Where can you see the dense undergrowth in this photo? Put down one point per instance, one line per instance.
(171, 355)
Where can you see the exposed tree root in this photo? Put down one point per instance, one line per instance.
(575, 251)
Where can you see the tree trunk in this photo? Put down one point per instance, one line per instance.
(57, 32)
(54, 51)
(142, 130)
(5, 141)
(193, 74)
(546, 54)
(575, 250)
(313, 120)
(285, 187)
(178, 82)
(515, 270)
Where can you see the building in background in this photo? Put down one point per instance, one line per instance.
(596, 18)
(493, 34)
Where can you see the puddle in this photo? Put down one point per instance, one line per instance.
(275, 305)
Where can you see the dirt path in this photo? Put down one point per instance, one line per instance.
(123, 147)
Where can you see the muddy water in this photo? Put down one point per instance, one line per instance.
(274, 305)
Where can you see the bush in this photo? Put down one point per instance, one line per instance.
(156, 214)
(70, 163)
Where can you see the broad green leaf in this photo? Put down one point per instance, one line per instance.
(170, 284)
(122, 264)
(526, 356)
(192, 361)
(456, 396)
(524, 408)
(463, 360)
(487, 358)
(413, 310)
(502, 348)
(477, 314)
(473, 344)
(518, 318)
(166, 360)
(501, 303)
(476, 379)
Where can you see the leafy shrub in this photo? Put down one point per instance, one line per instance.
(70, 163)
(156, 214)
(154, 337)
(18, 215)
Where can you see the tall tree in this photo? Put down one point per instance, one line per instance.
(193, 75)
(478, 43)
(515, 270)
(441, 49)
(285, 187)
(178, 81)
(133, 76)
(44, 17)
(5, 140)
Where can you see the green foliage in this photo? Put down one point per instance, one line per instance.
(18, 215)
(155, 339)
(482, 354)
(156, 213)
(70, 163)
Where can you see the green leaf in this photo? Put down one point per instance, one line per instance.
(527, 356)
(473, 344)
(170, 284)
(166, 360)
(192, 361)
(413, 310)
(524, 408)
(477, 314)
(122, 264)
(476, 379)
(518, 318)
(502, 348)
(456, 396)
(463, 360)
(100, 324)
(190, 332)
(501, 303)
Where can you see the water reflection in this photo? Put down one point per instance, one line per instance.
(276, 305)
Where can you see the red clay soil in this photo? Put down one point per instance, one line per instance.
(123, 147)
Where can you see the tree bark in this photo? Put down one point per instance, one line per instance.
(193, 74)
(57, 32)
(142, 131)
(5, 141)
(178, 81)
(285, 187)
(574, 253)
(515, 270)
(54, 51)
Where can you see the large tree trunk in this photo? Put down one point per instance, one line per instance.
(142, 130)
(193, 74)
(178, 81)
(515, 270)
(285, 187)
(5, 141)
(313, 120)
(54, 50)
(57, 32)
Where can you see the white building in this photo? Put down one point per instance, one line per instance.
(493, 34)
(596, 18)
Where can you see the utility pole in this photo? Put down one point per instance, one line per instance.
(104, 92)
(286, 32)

_What is needed:_
Revise all of the lines above so that each "Put down" becomes "Mark", with nothing else altered.

_Solution to the exercise:_
Where can you see the dense undergrowth in this photo? Mark one point per instance, one line per instance.
(171, 355)
Where can you see the exposed tree root in this photo? Mark one point per instance, one line per instance.
(575, 251)
Where can you see the tree trunk in this photo? Mark one point per instance, one line per instance.
(57, 32)
(54, 51)
(142, 130)
(5, 141)
(193, 74)
(546, 54)
(575, 250)
(313, 120)
(285, 187)
(178, 82)
(515, 270)
Where can you see the building in background in this photo? Mark one point per instance, one line per instance.
(596, 18)
(493, 34)
Where can you see the puddle in this photo? Mark one point per instance, one line per instance.
(275, 305)
Where can you see the dirt path in this photo? Mark one point per instance, one line per instance.
(123, 147)
Where can you see the muddy water in this photo? Mark one point per instance, one line per instance.
(274, 305)
Where can you see the bush in this photo? Mark one point per instance, one line per instance.
(156, 214)
(70, 163)
Where can you see the broad green leaf in this photo? Mark one point per instance, one line per instance.
(170, 284)
(122, 264)
(526, 356)
(192, 361)
(456, 396)
(524, 408)
(463, 360)
(487, 358)
(413, 310)
(502, 348)
(477, 314)
(473, 344)
(518, 318)
(166, 360)
(501, 303)
(476, 379)
Where can you see the leafy shrub in this photo? Mark one point per instance, one line per instance.
(70, 163)
(156, 214)
(154, 337)
(18, 215)
Where can you see the tall tree in this photo? Mark one point per instance, one line per instance.
(193, 75)
(478, 43)
(515, 270)
(441, 49)
(285, 187)
(178, 81)
(133, 76)
(44, 17)
(5, 140)
Where can you see the green foliage in this photo? Mark one point per instance, one line per instance.
(18, 215)
(155, 339)
(482, 354)
(156, 213)
(70, 163)
Where can you see the green leaf in this photo? Mark one point per instance, one line per instance.
(527, 356)
(473, 344)
(170, 284)
(166, 360)
(192, 361)
(413, 310)
(524, 408)
(477, 314)
(122, 264)
(476, 379)
(518, 318)
(502, 348)
(456, 396)
(463, 360)
(100, 324)
(190, 332)
(501, 303)
Where can you see the water reflection in this photo? Mark one point per instance, one line per instance.
(276, 305)
Where can you see the red clay soil in this photo? Mark one point per instance, one line per instance.
(123, 147)
Where can you see the tree bark in this photo? Mark one point per instance, one line per instance.
(193, 74)
(57, 32)
(142, 131)
(5, 141)
(178, 81)
(285, 187)
(574, 253)
(515, 270)
(54, 51)
Where can you see the large tree trunk in this photo? Mark one point per instance, one line per instance.
(142, 130)
(193, 74)
(178, 81)
(515, 270)
(285, 187)
(5, 141)
(313, 120)
(54, 50)
(57, 32)
Where can you see the white building in this photo? Mark one point per instance, one line per instance.
(493, 34)
(596, 18)
Where can you see the utility pole in this photo? Mark one point per instance, one line per instance.
(104, 92)
(286, 32)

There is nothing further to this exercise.